** Start of Selection **

Generation
LGBTQIA
[…]
If the gay-rights movement today seems to revolve around same-sex marriage,
this generation is seeking something more radical: an upending of gender roles
beyond the binary of male/female. The core question isn’t whom they love, but
who they are — that is, identity as distinct from sexual orientation.
But what to call this movement?
Whereas “gay and lesbian” was once used to lump together various sexual
minorities — and more recently “L.G.B.T.” to include bisexual and transgender —
the new vanguard wants a broader, more inclusive abbreviation. “Youth today do
not define themselves on the spectrum of L.G.B.T.,” said Shane Windmeyer, a
founder of Campus Pride, a national student advocacy group based in Charlotte,
N.C.
Part of the solution has been to add
more letters, and in recent years the post-post-post-gay-rights banner has
gotten significantly longer, some might say unwieldy. The emerging rubric is
“L.G.B.T.Q.I.A.,” which stands for different things, depending on whom you ask.
“Q” can mean “questioning” or
“queer,” an umbrella term itself, formerly derogatory before it was
appropriated by gay activists in the 1990s. “I” is for “intersex,” someone
whose anatomy is not exclusively male or female. And “A” stands for “ally” (a
friend of the cause) or “asexual,” characterized by the absence of sexual
attraction.
It may be a mouthful, but it’s
catching on, especially on liberal-arts campuses.

** End of Selection **

Problem set →
• a. Copy out the passage on the LGBTQIA abbreviation in full, word for word.
• b. Report how many lines of the entries contain the string "truck". Give only the number.
The entries that follow are unrelated to the passage on the LGBTQIA abbreviation.

** Start of Excerpted data **

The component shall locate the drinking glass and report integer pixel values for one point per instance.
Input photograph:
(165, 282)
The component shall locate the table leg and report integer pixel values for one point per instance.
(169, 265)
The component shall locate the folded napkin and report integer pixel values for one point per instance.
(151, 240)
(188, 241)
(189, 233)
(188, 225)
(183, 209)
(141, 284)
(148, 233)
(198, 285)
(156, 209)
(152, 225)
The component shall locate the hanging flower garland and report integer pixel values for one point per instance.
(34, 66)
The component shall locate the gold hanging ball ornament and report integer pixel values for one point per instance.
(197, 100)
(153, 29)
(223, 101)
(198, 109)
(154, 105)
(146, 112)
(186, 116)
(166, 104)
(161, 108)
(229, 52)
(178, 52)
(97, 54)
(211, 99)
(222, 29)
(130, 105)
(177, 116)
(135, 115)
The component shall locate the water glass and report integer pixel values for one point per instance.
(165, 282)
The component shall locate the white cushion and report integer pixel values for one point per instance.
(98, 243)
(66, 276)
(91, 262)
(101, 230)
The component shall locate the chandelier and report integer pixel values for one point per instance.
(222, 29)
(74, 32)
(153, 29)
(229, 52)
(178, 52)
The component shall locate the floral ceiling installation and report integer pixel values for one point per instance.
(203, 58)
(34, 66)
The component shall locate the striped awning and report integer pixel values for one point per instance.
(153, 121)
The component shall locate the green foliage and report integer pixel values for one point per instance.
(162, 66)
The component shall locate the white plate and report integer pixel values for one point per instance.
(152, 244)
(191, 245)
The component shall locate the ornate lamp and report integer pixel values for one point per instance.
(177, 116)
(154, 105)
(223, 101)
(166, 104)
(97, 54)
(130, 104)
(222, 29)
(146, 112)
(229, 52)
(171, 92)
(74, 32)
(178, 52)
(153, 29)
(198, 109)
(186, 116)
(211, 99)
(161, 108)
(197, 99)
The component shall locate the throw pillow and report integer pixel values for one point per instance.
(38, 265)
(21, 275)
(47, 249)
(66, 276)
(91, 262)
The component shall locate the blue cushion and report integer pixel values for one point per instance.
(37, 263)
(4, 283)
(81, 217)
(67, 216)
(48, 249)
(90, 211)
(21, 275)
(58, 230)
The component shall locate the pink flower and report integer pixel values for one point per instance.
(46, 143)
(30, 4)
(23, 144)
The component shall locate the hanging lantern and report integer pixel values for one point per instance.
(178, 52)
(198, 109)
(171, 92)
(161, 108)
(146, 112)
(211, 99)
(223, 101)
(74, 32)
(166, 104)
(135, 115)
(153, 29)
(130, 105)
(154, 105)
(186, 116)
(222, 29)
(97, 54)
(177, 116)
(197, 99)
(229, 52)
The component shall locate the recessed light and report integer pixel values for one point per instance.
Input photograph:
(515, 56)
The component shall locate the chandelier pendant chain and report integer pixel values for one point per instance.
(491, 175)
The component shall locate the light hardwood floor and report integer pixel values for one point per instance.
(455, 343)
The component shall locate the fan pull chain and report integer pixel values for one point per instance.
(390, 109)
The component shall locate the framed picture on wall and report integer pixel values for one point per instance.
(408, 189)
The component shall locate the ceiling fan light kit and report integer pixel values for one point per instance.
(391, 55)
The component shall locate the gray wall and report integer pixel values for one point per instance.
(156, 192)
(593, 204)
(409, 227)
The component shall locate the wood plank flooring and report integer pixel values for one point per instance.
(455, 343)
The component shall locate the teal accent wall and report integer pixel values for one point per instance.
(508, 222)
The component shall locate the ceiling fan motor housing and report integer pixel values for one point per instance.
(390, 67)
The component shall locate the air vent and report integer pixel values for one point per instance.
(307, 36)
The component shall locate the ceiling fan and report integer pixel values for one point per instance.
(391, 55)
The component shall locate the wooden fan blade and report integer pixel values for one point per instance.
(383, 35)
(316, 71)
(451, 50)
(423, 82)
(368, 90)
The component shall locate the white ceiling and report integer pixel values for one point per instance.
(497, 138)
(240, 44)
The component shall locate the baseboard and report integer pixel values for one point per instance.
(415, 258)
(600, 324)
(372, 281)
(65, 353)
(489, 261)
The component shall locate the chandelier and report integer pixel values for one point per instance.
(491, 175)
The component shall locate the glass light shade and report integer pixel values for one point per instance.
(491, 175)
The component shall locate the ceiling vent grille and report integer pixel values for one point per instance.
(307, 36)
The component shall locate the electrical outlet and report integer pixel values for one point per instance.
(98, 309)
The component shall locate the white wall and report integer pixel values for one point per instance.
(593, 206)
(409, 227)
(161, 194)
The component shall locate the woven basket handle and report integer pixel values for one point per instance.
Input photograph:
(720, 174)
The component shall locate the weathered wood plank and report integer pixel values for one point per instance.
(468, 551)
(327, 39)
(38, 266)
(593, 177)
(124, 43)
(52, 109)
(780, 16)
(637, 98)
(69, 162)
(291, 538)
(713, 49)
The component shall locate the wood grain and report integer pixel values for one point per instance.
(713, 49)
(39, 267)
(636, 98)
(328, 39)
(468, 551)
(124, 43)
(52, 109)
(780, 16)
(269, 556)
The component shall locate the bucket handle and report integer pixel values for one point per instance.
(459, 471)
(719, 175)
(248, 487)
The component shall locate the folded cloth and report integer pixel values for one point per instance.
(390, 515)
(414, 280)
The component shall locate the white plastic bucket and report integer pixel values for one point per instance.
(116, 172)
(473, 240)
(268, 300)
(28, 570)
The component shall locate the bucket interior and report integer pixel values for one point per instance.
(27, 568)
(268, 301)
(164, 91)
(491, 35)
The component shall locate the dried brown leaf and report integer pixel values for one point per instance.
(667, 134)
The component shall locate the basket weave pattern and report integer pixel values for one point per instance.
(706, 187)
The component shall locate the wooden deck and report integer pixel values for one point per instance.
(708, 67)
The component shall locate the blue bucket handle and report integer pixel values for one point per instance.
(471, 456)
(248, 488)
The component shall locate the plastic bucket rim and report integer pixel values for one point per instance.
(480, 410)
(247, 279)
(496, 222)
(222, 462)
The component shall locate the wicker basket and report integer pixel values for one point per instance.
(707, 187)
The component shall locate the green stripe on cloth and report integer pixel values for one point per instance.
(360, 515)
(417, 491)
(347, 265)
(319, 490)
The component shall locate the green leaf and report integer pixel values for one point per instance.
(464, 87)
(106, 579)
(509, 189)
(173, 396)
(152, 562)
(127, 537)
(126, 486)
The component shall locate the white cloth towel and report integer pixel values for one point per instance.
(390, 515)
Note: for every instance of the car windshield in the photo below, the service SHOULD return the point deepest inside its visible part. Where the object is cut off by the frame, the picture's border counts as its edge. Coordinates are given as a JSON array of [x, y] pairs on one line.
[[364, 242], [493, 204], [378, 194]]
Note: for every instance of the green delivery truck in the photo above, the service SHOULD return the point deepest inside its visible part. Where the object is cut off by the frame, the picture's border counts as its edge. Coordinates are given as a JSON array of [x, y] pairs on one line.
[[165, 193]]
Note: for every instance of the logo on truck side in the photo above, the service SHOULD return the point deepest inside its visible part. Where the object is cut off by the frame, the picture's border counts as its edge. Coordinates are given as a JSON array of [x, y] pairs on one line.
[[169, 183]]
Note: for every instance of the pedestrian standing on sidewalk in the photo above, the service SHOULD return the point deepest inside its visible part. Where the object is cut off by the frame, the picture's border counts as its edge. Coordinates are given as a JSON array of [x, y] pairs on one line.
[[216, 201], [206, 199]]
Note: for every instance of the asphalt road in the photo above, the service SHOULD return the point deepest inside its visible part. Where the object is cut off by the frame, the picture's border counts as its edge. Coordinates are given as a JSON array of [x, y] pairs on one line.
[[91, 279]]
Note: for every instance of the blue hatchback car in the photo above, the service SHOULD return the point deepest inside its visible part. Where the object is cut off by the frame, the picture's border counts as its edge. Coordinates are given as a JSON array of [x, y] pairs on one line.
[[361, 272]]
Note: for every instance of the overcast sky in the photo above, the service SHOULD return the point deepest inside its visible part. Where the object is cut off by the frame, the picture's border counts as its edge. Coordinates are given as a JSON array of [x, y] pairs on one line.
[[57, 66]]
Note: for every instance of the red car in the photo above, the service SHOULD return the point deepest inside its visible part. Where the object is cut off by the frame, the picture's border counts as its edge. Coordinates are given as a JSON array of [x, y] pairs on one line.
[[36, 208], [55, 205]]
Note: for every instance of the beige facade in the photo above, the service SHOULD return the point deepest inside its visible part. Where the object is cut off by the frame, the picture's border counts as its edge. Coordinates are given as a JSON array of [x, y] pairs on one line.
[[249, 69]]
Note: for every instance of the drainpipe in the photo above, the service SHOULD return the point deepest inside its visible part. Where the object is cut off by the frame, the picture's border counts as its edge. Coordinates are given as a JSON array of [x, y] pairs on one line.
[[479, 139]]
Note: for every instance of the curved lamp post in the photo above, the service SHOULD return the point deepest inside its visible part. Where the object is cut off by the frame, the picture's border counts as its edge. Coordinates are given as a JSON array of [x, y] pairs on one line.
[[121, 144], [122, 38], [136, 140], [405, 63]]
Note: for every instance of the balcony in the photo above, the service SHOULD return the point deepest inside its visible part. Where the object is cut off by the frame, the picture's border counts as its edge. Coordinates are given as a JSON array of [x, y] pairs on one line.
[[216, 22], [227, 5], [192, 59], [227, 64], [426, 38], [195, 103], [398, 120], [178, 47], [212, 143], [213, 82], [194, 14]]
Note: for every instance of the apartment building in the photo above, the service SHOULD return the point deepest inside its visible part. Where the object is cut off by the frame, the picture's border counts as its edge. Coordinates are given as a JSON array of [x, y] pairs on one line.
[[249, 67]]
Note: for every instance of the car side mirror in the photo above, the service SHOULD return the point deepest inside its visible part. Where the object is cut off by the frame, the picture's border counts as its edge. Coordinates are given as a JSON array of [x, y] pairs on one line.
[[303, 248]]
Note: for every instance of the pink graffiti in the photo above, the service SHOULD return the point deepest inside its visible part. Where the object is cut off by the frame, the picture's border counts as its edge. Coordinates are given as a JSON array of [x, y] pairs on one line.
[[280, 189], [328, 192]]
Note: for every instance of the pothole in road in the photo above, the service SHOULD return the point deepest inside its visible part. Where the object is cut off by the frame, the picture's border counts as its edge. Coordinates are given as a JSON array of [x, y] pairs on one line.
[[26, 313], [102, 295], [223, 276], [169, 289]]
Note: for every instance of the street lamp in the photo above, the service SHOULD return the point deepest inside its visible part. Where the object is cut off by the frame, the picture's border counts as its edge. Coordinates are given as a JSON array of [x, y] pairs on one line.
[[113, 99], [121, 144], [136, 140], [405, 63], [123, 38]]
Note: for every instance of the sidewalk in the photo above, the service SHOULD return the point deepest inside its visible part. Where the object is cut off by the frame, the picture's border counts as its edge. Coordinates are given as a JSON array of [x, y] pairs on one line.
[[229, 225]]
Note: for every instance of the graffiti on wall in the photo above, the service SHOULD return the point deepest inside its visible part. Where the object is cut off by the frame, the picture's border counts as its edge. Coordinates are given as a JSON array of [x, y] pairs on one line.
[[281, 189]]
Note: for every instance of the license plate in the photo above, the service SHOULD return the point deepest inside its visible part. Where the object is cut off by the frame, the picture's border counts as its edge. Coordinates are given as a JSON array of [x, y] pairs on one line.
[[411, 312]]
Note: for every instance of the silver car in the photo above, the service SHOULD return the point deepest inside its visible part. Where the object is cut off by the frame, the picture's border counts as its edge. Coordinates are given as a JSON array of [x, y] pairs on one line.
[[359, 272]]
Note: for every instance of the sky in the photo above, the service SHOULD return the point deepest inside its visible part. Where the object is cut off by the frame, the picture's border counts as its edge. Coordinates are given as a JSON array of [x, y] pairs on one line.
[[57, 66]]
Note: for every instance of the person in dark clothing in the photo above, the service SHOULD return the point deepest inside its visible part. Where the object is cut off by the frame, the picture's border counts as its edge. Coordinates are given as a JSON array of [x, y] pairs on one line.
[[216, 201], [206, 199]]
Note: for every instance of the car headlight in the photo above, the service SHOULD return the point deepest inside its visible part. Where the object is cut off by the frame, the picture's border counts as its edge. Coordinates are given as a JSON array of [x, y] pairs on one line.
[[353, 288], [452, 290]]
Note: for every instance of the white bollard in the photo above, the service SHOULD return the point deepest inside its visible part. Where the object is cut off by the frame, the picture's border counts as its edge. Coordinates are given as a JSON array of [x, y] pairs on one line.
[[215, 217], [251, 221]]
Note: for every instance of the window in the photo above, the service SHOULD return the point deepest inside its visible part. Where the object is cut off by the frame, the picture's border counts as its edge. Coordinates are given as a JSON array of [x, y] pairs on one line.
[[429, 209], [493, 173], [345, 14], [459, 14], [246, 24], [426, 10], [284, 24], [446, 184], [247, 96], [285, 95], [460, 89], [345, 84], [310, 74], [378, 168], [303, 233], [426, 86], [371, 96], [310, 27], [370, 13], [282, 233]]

** End of Excerpted data **

The answers →
• a.
Generation
LGBTQIA
[…]
If the gay-rights movement today seems to revolve around same-sex marriage,
this generation is seeking something more radical: an upending of gender roles
beyond the binary of male/female. The core question isn’t whom they love, but
who they are — that is, identity as distinct from sexual orientation.
But what to call this movement?
Whereas “gay and lesbian” was once used to lump together various sexual
minorities — and more recently “L.G.B.T.” to include bisexual and transgender —
the new vanguard wants a broader, more inclusive abbreviation. “Youth today do
not define themselves on the spectrum of L.G.B.T.,” said Shane Windmeyer, a
founder of Campus Pride, a national student advocacy group based in Charlotte,
N.C.
Part of the solution has been to add
more letters, and in recent years the post-post-post-gay-rights banner has
gotten significantly longer, some might say unwieldy. The emerging rubric is
“L.G.B.T.Q.I.A.,” which stands for different things, depending on whom you ask.
“Q” can mean “questioning” or
“queer,” an umbrella term itself, formerly derogatory before it was
appropriated by gay activists in the 1990s. “I” is for “intersex,” someone
whose anatomy is not exclusively male or female. And “A” stands for “ally” (a
friend of the cause) or “asexual,” characterized by the absence of sexual
attraction.
It may be a mouthful, but it’s
catching on, especially on liberal-arts campuses.

• b. 2